Brief: Write out the data below again, swapping every "bounding box" for "box coordinates" and keeping everything else the same. Leave the pictures out.

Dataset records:
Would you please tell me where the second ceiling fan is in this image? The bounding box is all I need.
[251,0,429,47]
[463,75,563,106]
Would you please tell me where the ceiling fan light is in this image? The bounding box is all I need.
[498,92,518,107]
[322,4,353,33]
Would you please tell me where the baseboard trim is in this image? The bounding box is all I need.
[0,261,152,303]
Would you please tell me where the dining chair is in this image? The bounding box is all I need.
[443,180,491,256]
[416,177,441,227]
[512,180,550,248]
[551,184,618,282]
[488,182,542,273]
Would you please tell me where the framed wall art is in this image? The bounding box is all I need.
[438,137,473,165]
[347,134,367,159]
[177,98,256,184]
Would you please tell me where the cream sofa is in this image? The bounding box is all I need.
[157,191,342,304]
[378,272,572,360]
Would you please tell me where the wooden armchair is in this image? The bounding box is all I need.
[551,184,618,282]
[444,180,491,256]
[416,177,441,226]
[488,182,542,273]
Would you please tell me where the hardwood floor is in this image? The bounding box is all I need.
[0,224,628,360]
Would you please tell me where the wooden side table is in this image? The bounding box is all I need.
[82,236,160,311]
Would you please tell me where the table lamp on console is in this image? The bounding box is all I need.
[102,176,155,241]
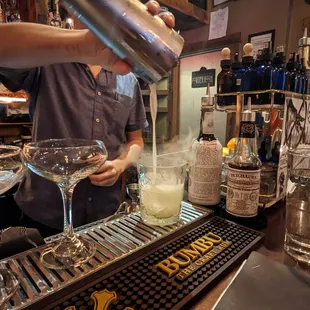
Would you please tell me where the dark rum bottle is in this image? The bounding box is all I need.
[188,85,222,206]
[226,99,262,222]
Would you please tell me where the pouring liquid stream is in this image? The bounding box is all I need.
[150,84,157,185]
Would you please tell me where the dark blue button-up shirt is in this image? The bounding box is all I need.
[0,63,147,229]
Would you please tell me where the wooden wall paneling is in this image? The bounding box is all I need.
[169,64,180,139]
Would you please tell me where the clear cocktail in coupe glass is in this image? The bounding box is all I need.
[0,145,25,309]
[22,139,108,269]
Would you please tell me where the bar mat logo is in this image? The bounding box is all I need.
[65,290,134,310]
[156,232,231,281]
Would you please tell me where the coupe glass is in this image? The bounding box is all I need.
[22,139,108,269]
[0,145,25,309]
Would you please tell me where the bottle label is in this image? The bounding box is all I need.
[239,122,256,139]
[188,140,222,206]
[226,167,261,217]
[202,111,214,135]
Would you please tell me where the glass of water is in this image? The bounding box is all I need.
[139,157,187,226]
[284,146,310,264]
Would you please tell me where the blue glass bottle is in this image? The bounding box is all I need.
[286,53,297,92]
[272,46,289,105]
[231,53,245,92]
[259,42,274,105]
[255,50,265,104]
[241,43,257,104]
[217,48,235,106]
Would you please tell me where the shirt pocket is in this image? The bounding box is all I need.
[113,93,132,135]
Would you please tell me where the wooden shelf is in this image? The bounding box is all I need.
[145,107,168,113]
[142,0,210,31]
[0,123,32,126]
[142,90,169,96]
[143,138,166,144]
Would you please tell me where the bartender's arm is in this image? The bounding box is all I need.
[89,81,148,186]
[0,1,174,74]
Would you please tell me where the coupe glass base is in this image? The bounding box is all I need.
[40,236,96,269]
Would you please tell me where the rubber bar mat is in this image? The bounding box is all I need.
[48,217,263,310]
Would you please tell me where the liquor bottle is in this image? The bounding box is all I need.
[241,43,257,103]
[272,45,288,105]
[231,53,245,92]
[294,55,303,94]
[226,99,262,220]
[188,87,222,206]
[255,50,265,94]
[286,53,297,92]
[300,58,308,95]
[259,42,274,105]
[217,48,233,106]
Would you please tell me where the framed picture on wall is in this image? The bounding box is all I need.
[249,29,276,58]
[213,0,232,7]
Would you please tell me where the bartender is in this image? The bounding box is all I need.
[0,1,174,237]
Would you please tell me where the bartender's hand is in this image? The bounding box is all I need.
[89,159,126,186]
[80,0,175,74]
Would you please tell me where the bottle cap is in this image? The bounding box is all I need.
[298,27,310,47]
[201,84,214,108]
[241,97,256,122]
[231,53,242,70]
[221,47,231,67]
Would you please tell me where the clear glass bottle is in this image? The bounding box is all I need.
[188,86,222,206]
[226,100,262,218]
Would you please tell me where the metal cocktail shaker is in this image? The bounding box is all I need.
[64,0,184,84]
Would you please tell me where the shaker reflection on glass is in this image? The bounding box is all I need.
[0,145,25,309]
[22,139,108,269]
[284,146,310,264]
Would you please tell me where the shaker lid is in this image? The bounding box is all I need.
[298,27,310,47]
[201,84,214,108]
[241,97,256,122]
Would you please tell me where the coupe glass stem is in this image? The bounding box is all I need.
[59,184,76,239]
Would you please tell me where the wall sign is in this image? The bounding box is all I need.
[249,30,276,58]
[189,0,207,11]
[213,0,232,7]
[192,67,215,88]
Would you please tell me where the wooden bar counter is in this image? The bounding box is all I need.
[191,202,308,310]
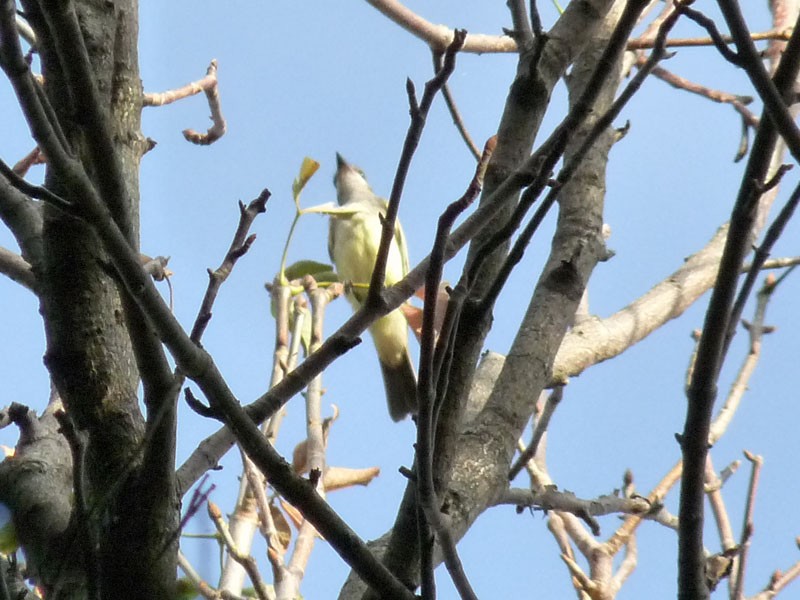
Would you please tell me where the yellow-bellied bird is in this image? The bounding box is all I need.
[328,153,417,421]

Written answer:
Would you please tell me where the second ceiling fan is in this image? The box coordinates is all I need.
[251,0,429,47]
[463,75,563,106]
Would you please tell me where the ceiling fan light is in this image? The box coordinates is all I need.
[498,92,518,107]
[322,4,353,33]
Would you please tell me where the baseboard trim is in this image? The box coordinates is all I need.
[0,261,152,303]
Would you please tell me where the dining chair is in this image? The box coordinates is all I need.
[443,180,491,256]
[416,177,441,227]
[512,180,550,248]
[551,184,618,282]
[488,182,542,273]
Would you please tell me where the framed wall art is in this image? The box coordinates is all I need.
[438,137,473,165]
[347,134,367,159]
[177,98,256,184]
Would you please tell me where the cream sofa is in this image? The box coordinates is all I need.
[157,191,342,304]
[378,272,572,360]
Would you please tell me where the wooden armchair is in this image? The box coordinates is all I need.
[551,184,618,282]
[444,180,491,256]
[416,177,441,226]
[488,182,542,273]
Would you please tell me where the hardwood floor is in this image? The box coordinates is all I need.
[0,224,628,360]
Would you please tell me where the wooden side table is in this image? The box coordinates is all I need.
[82,236,160,311]
Would you please tell me where the table lamp on console is in this image? The box coordinates is all I need.
[102,176,155,241]
Would you please tell me where the dark rum bottle is in this image? The box coordinates is all I need.
[188,85,222,206]
[226,99,262,222]
Would you please tell me where the pouring liquid stream is in this image? The box coordinates is all I need.
[150,84,157,185]
Would you please tell me where the dark blue button-up shirt is in this image? The box coordinates is all I need.
[0,63,147,229]
Would you please tell me where the wooden wall paneling is in this image? The box coordinates is all I need.
[169,64,180,139]
Would you please tell me where the clear cocktail in coupe glass is in this image? The box coordinates is all I need.
[0,145,25,309]
[22,139,108,269]
Would you please tell me where the bar mat logo is in this image? The box coordinates is all I need.
[65,290,134,310]
[156,232,231,281]
Would you please tell me where the coupe glass is in this image? The box coordinates is all I need.
[22,139,108,269]
[0,145,25,309]
Would you please tell me where the bottle label is in this image? The box coordinates is all I need.
[239,122,256,139]
[188,140,222,206]
[226,167,261,217]
[202,111,214,135]
Would you please tell me where the glass of water is in this image? The box coordinates is all I need.
[139,157,187,226]
[284,146,310,264]
Would you please tell me where the blue glass bottle is in this image? The box coordinates is all I need.
[286,53,297,92]
[272,46,289,105]
[231,53,245,92]
[259,42,274,105]
[255,50,265,104]
[241,43,257,104]
[217,48,235,106]
Would you please tell me where the shirt pocket is in this image? The box coordinates is all I need.
[113,93,132,135]
Would you please tell me where the wooden shelf is in this image? The box coordinates is all I need.
[145,107,168,113]
[142,0,210,31]
[0,123,32,126]
[142,90,169,96]
[143,138,166,144]
Would you please tell me where the bartender's arm is in this image? The box coordinates is all I need.
[89,81,148,186]
[0,1,174,74]
Would you please tell me where the coupe glass base is in this image? The box coordinates is all I need.
[40,236,96,269]
Would you please tell me where the rubber bar mat is in this image? The box coordinates is all I need.
[48,217,263,310]
Would you please tell me where the liquor bottle is in this image? The box coordinates is all I need.
[241,43,257,103]
[272,45,288,105]
[231,53,245,92]
[294,55,303,94]
[226,99,262,220]
[188,87,222,206]
[255,50,265,94]
[286,53,297,92]
[300,58,308,95]
[259,42,274,105]
[217,48,233,106]
Would you please tell me where the framed picture on wall is in this image? The box coordinates is all I need.
[249,29,276,58]
[213,0,232,7]
Would you please tell me where the bartender is in this image? The box coordinates is all I need.
[0,1,174,237]
Would you please tell me where the bartender's hand is in this image? The box coordinates is all I need.
[89,159,126,186]
[80,0,175,74]
Would you please tell me where the bottle cap is in this image? The box coordinates is all I need.
[298,27,310,47]
[201,84,214,108]
[241,97,256,122]
[231,53,242,70]
[221,47,231,67]
Would you please tell me where the clear glass bottle is in this image? The box coordinates is all I need.
[188,86,222,206]
[226,100,262,218]
Would you please tell me where the metal cocktail shaker is in this image? The box coordinates is all I need.
[64,0,184,84]
Would you please tell me where the shaker reflection on glass is in this image? The box coordinates is all I need.
[0,145,25,309]
[22,139,108,269]
[284,146,310,264]
Would you please tell me where the shaker lid is in this image? The box coordinates is all I need.
[298,27,310,47]
[201,84,214,108]
[241,97,256,122]
Would you please tell me where the coupe glass stem is in this image? The box coordinates is all I need.
[59,184,76,239]
Would you please tell me where the wall sign is in this image? The box coordinates is all I need.
[249,30,276,58]
[189,0,207,11]
[213,0,232,7]
[192,67,215,88]
Would you please tell me where the wooden bar counter is in this image? The box coordinates is all I need.
[191,202,308,310]
Would you please tell me where the yellow-bellied bird is in this image? The box coordinates is all I need.
[328,153,417,421]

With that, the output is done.